§ **Problems and tasks**
1) Revise the economics passage from "Senior researchers at" through "stability and inequality.", swapping "ponder" for "examine".
2) Pick up the economics passage after its final sentence and write what comes next.

--- Document text ---

Larry Goulder, an economist at Stanford, and Dick Morgenstern, a senior fellow at Resources for the Future, take a close look at China’s approach to using market forces to contain climate emissions. “Their chosen instrument for control is not as cost-effective as cap-and-trade,” they write. “But none of the limitations of China’s emissions trading system should be allowed to obscure the fact that China is proving it is seriously in the game: the world’s largest economy (and carbon emitter) is now clearly taking a leadership role in the fight to contain climate change.”

Bill Frey, a demographer at the Brookings Institution, analyzes the freshly released results of the 2020 decennial census. “While big demographic changes have been brewing for decades, they now contrast more sharply with the last half of the 20th century than ever before,” Frey concludes. “We have become a nation characterized by sluggish population growth and, above all, increasing racial and ethnic diversity. In fact, were it not for the gains in the non-white population, the U.S. population would have shrunk over the past decade and become even more top-heavy in its age structure than it is today.”

Senior researchers at the McKinsey Global Institute ponder the radical divergence between the growth of wealth and the growth of output since 2000 — and the potential consequences in terms of economic stability and inequality.

“One school of thought holds that the extraordinarily low interest rates of the past three decades, which contributed to everhigher asset valuations, reflect permanent societal changes,” the MGI researchers note. “An alternative view suggests that the current period of comparatively high net worth will eventually end, and that the prices of real assets will once again more closely track the trajectory of GDP. In this case, a reversion to historical averages could play out as an assetprice correction with repercussions for the viability of debt backed by those assets.”

--- Recorded data ---

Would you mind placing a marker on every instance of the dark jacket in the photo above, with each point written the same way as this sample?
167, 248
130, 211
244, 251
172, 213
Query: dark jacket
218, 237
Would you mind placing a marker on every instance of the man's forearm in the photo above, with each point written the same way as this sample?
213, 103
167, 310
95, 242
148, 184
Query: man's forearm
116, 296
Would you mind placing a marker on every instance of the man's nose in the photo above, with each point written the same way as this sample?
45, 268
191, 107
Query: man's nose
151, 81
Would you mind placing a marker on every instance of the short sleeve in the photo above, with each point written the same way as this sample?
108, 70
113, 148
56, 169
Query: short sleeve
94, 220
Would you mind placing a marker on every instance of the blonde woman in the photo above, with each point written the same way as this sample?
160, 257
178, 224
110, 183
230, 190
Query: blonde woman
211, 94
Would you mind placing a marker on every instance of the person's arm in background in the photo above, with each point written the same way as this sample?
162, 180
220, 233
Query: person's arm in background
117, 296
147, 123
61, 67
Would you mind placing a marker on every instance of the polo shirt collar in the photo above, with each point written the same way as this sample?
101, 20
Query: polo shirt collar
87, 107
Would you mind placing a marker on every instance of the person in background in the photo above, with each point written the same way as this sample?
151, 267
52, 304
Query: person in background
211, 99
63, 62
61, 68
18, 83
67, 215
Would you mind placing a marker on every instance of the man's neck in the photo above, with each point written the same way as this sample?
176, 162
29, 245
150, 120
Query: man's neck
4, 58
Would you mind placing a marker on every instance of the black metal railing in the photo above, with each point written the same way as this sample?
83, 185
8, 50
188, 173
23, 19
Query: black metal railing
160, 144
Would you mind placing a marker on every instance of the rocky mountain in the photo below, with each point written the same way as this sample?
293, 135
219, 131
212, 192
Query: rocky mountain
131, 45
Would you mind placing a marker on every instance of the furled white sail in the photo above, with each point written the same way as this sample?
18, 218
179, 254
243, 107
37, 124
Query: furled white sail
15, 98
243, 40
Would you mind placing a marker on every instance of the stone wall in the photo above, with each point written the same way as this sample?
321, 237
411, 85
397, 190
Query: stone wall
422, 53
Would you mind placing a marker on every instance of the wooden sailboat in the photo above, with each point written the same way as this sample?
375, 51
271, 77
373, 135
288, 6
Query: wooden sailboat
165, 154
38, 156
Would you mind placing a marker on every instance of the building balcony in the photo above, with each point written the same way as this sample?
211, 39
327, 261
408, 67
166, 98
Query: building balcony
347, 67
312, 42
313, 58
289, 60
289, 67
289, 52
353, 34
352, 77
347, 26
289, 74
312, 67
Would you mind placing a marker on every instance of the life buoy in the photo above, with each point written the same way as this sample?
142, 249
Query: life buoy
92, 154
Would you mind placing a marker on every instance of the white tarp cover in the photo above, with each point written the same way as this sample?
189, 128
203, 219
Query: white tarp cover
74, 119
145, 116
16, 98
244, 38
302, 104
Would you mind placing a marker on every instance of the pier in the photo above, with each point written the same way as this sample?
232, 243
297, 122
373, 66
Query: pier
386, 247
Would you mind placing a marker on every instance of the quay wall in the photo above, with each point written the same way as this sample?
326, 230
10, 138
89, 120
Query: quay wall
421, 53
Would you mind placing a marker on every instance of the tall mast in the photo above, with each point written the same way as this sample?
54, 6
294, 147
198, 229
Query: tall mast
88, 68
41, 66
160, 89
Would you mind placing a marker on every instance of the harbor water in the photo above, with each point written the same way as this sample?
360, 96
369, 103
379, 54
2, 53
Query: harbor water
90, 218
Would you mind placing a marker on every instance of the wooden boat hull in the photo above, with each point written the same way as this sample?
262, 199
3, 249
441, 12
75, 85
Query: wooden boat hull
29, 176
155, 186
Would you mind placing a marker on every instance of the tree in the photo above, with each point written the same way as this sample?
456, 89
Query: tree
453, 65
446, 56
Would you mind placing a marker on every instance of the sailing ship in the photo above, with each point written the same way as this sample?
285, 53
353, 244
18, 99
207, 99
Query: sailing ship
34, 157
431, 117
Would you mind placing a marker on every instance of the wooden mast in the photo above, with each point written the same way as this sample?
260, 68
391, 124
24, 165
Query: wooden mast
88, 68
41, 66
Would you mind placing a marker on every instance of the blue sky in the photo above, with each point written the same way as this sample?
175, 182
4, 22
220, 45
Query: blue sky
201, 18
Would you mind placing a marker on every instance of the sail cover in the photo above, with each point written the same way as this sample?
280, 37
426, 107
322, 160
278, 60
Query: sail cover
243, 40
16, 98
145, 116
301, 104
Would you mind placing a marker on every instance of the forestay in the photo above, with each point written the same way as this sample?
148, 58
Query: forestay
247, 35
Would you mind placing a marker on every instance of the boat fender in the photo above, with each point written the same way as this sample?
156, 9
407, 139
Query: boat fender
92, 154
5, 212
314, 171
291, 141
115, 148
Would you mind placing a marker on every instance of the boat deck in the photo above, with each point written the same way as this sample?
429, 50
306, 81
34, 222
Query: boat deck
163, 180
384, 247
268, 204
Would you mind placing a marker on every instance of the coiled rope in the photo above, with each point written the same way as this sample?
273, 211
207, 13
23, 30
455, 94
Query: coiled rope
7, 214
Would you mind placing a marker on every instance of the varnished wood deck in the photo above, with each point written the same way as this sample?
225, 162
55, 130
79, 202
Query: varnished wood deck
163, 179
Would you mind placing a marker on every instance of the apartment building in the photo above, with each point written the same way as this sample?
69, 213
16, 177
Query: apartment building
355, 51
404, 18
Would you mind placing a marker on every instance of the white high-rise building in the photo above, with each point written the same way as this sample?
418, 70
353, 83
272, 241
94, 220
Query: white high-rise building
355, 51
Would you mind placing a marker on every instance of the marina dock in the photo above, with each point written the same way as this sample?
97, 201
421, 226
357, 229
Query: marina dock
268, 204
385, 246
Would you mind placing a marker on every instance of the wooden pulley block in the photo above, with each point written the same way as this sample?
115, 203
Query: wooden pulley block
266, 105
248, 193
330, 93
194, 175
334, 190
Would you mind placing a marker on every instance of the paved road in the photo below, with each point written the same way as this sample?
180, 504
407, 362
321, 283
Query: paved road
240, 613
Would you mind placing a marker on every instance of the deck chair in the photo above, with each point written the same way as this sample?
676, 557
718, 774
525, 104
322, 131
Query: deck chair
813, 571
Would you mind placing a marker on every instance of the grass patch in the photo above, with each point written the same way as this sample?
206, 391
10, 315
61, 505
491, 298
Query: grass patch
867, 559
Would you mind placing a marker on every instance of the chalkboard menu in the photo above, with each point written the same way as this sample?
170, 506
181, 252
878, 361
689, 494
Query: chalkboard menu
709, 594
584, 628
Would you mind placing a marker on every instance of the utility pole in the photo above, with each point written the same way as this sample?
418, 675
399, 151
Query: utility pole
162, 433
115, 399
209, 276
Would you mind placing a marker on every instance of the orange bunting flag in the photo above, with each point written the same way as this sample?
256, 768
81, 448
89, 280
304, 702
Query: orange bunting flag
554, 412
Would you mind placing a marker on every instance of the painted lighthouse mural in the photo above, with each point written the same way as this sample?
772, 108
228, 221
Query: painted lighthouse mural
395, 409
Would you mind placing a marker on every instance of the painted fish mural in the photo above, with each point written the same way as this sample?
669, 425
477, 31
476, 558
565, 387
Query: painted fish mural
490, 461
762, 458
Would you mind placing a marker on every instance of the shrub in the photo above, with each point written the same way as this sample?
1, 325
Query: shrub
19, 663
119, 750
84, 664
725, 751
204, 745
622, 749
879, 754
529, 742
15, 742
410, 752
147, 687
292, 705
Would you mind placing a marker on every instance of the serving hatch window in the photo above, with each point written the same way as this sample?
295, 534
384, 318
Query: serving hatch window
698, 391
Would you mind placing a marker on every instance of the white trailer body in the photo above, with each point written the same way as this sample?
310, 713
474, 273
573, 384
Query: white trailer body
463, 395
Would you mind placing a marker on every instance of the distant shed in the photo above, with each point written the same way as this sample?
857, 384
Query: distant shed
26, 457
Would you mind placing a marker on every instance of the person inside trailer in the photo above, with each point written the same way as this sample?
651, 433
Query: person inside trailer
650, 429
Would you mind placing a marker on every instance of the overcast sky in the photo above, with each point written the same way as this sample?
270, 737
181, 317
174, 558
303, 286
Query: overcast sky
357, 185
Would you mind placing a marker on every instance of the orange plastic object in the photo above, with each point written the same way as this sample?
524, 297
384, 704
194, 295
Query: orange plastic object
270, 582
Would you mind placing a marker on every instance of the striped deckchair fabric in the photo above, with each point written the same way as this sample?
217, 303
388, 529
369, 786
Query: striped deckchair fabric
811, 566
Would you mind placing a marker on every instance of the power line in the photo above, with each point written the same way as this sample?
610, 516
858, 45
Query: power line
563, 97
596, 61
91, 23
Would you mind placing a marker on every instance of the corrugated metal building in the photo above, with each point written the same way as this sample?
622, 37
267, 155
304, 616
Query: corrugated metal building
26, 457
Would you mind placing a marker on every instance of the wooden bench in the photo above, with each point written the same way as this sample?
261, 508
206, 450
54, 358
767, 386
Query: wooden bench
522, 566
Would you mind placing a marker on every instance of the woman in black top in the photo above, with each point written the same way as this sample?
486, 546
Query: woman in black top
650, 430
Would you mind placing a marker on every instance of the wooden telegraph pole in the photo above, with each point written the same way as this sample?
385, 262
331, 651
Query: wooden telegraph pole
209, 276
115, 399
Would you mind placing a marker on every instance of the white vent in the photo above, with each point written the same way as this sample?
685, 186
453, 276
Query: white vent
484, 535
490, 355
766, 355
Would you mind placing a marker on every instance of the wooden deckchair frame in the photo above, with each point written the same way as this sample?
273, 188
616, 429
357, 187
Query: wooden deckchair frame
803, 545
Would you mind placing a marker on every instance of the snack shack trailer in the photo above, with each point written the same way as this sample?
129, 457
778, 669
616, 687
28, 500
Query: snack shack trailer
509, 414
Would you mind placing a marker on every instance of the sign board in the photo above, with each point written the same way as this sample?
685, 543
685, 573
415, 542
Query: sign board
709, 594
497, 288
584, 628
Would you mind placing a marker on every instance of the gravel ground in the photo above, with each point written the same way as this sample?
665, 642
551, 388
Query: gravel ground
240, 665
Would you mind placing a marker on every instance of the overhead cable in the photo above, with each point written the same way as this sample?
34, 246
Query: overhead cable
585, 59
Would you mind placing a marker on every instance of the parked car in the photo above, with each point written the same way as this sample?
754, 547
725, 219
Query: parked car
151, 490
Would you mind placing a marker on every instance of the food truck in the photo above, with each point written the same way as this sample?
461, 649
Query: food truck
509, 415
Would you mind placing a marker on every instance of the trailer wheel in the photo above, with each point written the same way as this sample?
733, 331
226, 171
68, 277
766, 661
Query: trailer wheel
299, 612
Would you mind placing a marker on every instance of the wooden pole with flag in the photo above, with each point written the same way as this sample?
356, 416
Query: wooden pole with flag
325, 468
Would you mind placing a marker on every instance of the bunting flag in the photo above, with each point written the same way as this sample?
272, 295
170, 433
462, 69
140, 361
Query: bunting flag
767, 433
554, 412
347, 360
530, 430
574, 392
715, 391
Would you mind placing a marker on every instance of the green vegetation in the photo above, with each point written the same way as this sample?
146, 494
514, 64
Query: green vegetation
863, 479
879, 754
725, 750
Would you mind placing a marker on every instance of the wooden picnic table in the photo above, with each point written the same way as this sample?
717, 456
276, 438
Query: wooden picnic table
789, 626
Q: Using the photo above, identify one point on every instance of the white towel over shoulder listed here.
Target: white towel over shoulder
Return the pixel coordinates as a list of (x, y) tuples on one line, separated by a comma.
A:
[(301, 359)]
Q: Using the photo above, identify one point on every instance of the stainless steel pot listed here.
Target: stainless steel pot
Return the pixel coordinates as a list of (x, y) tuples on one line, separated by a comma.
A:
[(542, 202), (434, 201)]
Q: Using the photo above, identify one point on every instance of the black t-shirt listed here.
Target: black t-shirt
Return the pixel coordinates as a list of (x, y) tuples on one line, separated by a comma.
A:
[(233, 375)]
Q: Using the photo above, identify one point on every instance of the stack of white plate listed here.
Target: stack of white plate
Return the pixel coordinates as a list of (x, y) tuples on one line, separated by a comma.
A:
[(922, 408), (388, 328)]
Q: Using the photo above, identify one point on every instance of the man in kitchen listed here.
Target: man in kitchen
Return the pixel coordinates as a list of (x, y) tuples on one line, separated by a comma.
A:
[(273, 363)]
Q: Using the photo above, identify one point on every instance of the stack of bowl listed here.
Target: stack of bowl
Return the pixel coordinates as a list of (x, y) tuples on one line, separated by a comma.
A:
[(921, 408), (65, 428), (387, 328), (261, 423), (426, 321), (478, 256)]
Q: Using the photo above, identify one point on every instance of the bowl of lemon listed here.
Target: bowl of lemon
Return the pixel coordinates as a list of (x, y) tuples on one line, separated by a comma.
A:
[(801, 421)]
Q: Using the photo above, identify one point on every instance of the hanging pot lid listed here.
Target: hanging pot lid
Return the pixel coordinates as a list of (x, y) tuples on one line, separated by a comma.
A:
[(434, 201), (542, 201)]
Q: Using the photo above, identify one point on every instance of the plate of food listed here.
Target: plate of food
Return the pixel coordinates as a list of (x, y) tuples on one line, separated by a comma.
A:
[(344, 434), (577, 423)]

---

§ **Your written answers**
1)
Senior researchers at the McKinsey Global Institute examine the radical divergence between the growth of wealth and the growth of output since 2000 — and the potential consequences in terms of economic stability and inequality.

2)
Edward Tenner, a research affiliate of the Smithsonian Institution and Rutgers University, dazzles with an essay on the efforts of the high and mighty to extend their influence far into the future.

Browsing Tenner almost at random: “In public buildings the tradition of perpetual naming rights has run up against the evolution of technical standards plus the ravages of inflation, so that naming rights will be coming up more often. When the New York Philharmonic Society determined that Avery Fisher Hall in Lincoln Center needed renovations that would cost $100 million, ten-fold the original gift from the mogul of hi-fi home audio, it was necessary to rename the building after a more recent entertainment industry prince, David Geffen, who could absorb such a staggering construction bill. Avery Fisher’s three children agreed to the change in return for a $15 million quasi-refund.”

Wait, there’s more — excerpts from two new books worth a close gander. Jonathan Haskel and Stian Westlake’s book Restarting the Future: How to Fix the Intangible Economy ties much of the perceived malaise of contemporary economic activity to the rapid (and largely desirable) change in investment from bricks and mortar and such to the digital revolution. Gernot Wagner’s Geoengineering: The Gamble tackles the knotty question of whether path-of-least-resistance technofixes for climate change could sap our will to confront emissions containment head-on.